start Given information

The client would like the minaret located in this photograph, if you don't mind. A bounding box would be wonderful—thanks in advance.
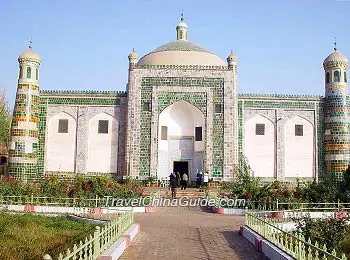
[176,13,188,41]
[126,48,139,91]
[323,42,350,179]
[9,41,40,181]
[226,50,238,71]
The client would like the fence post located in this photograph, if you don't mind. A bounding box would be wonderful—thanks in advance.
[93,226,100,259]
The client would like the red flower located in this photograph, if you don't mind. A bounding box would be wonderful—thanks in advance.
[85,183,91,191]
[246,191,253,199]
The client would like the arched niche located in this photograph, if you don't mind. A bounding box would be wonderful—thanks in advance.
[86,113,118,174]
[244,115,275,178]
[46,112,76,172]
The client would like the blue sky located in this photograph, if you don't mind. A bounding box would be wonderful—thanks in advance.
[0,0,350,103]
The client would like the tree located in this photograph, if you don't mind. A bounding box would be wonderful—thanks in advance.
[0,90,11,148]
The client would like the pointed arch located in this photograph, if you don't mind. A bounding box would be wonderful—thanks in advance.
[157,100,206,178]
[284,116,315,178]
[86,112,119,173]
[244,114,275,177]
[46,111,76,172]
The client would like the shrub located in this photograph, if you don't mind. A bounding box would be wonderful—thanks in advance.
[0,176,143,198]
[294,213,350,252]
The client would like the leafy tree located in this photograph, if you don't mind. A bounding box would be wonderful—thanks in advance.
[0,91,11,147]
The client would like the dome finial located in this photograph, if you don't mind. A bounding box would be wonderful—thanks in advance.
[176,10,188,41]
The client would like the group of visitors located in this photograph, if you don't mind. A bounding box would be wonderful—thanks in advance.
[169,170,209,199]
[196,169,209,188]
[169,172,188,199]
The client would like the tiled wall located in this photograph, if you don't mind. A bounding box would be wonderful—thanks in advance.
[127,67,237,178]
[38,91,127,178]
[238,94,324,180]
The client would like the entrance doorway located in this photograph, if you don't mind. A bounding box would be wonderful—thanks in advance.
[173,161,190,178]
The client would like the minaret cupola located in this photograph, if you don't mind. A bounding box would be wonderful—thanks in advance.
[176,13,188,41]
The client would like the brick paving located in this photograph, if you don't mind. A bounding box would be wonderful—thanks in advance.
[119,207,266,260]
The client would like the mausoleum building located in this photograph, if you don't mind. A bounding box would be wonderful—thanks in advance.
[9,17,350,181]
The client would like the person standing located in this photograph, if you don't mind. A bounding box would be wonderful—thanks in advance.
[181,173,188,190]
[203,172,209,187]
[197,169,203,188]
[176,172,181,187]
[170,173,177,199]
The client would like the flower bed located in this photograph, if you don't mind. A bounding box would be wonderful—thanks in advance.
[0,213,94,260]
[0,176,144,199]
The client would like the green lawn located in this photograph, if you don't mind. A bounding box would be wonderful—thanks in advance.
[0,212,94,260]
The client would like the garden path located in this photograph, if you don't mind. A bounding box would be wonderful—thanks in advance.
[119,207,266,260]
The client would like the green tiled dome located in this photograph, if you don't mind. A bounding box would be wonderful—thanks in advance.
[151,41,211,53]
[137,40,227,66]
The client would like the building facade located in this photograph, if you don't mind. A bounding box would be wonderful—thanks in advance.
[9,17,350,181]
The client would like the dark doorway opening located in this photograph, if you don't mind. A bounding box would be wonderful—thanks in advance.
[173,161,190,178]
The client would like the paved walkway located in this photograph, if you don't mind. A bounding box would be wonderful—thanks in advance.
[120,207,266,260]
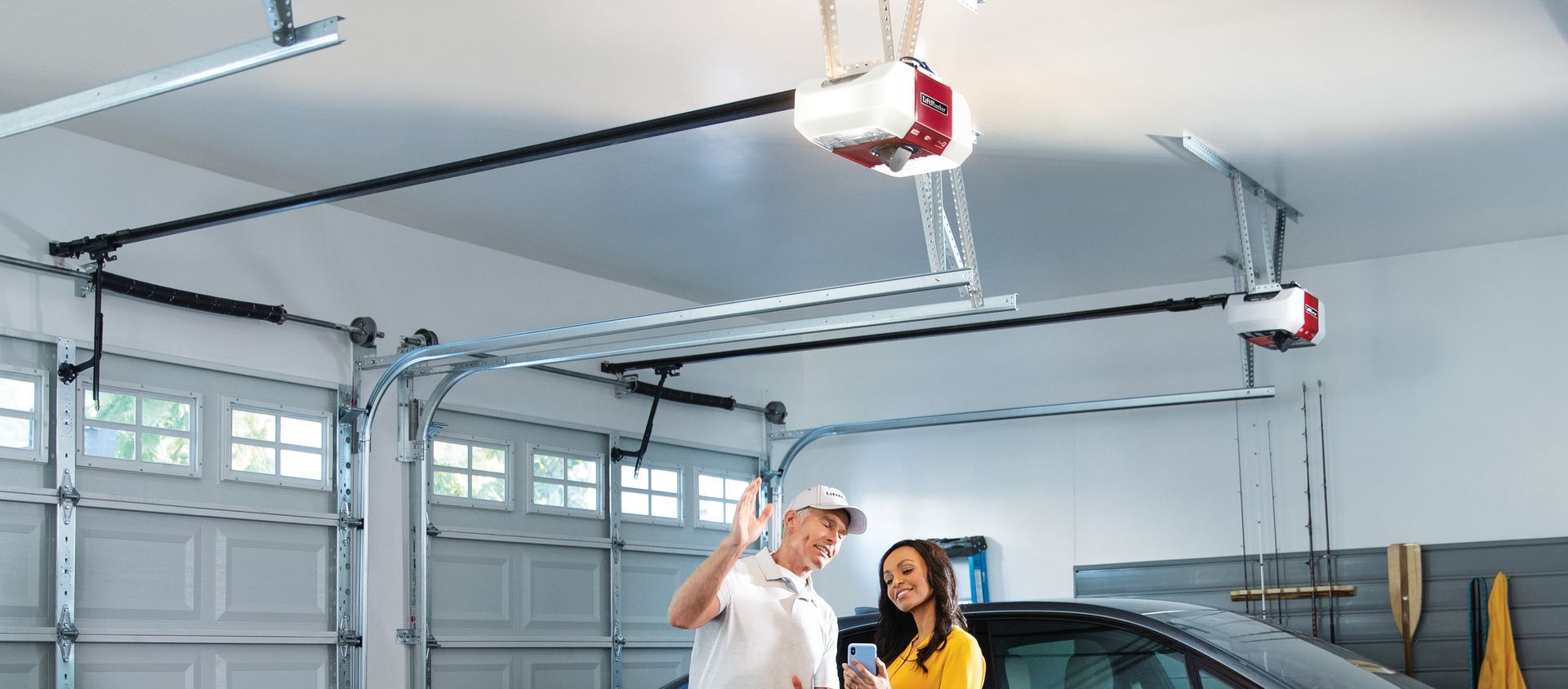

end Given information

Scale the data from the line with "The client would like the red" through the line with "[46,112,76,172]", both included: repeat those lines, requests too, with each bounding box coordinate in the answers multiplied by 0.7 and rounded to a whole number, halves up. Give only these lines.

The client would like the red flower located in this photograph, if you don't mind. A bounding box would be wonderful—thanks in advance.
[60,128,64,134]
[172,134,177,139]
The client would like the arched niche located in this photograph, if you don't mind. A bounding box would be wonderful—thanks in advance.
[60,79,83,122]
[171,81,193,125]
[32,78,53,120]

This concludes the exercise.